Raw data.

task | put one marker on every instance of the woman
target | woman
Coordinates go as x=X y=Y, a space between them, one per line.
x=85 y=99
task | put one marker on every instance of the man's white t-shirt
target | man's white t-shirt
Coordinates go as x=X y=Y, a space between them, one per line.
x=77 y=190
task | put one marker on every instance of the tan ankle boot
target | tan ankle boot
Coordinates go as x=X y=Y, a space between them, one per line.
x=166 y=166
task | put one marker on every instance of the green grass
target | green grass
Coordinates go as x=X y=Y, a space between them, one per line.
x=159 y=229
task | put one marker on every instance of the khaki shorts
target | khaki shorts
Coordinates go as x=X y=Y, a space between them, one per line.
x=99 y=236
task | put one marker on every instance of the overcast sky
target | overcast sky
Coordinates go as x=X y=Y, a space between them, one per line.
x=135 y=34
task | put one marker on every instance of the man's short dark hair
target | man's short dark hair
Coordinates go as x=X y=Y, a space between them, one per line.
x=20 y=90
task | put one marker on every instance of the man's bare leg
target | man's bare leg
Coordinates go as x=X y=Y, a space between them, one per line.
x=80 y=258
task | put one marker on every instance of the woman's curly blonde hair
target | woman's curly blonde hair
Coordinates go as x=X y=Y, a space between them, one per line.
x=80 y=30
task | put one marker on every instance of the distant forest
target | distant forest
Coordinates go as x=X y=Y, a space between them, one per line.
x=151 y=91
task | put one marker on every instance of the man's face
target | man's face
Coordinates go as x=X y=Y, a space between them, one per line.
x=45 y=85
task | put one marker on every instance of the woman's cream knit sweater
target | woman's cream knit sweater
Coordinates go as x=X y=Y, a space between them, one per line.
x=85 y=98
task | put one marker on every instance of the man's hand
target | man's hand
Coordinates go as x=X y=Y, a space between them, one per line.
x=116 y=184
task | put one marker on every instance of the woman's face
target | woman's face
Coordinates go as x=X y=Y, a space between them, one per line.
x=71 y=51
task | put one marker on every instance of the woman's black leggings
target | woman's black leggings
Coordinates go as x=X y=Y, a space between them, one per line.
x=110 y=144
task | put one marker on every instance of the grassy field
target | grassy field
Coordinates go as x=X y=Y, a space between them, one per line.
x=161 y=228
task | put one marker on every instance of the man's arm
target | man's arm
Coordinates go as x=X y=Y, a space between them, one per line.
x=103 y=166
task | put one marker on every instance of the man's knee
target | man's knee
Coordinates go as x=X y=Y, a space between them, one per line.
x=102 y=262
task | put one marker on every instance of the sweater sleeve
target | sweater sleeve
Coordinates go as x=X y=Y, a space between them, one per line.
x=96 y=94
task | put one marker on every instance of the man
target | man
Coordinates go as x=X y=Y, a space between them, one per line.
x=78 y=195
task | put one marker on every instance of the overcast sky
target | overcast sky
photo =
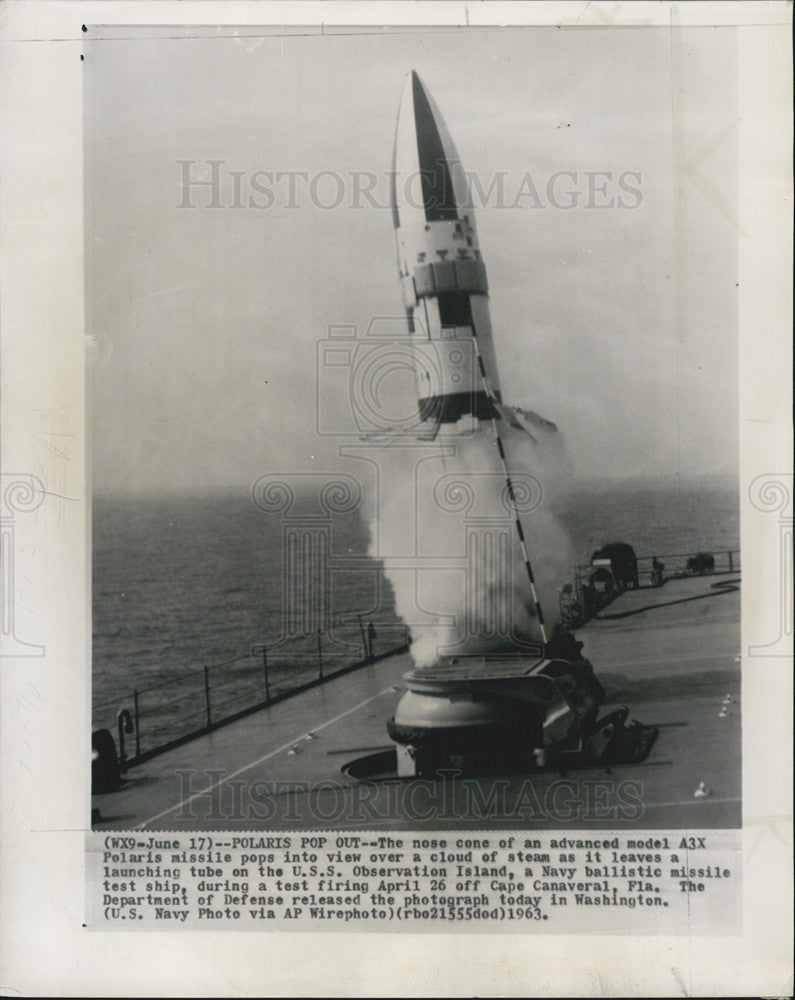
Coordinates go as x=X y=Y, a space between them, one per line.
x=204 y=324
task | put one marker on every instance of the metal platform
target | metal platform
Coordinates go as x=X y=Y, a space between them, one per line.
x=670 y=654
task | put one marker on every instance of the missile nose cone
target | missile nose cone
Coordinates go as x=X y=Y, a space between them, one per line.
x=427 y=174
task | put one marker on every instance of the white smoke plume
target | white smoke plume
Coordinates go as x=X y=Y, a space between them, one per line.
x=466 y=590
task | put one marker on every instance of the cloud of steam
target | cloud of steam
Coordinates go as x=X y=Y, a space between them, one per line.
x=462 y=586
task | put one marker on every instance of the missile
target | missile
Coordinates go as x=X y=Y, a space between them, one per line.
x=442 y=273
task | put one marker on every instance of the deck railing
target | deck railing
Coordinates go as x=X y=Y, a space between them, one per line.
x=149 y=720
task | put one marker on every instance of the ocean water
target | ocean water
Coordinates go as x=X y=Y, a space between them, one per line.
x=187 y=582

Exercise requirements. Copy only what lies between the line with "the woman's face" and the line with "target | metal platform", those two lines included, exactly as given above; pictures stay out.

Task response.
task | put one marker on every instance of the woman's face
target | woman's face
Coordinates go as x=X y=Y, a space between them, one per line.
x=71 y=51
task | put one marker on every instance of the woman's black leggings
target | woman's black leggings
Coordinates go as x=X y=Y, a space between them, one per line.
x=110 y=144
task | put one marker on every instance of the grassy field
target | grassy field
Coordinates go as x=X y=Y, a space between them, one per line.
x=161 y=228
task | put one marker on every instance of the man's arm
target | man's arm
Coordinates go as x=X y=Y, a space between them, one per line.
x=103 y=166
task | put one marker on every instance of the man's knee
target | man's knee
Coordinates go as x=X y=Y, a space between them, one per line.
x=102 y=262
task | put one marker on every instance of the sweater sleeve
target | sweater sleeve
Coordinates go as x=X y=Y, a space between them, one per line.
x=96 y=94
task | put one marker on every instance of the man
target | man
Coordinates go as x=X y=Y, a space between them, one per line.
x=78 y=195
task | put one marker on every instance of the overcast sky
target | overcast sky
photo =
Coordinates go as x=X y=Y, a space between them, one per line.
x=204 y=324
task | put one marker on every instance of the metal platform
target | metal platform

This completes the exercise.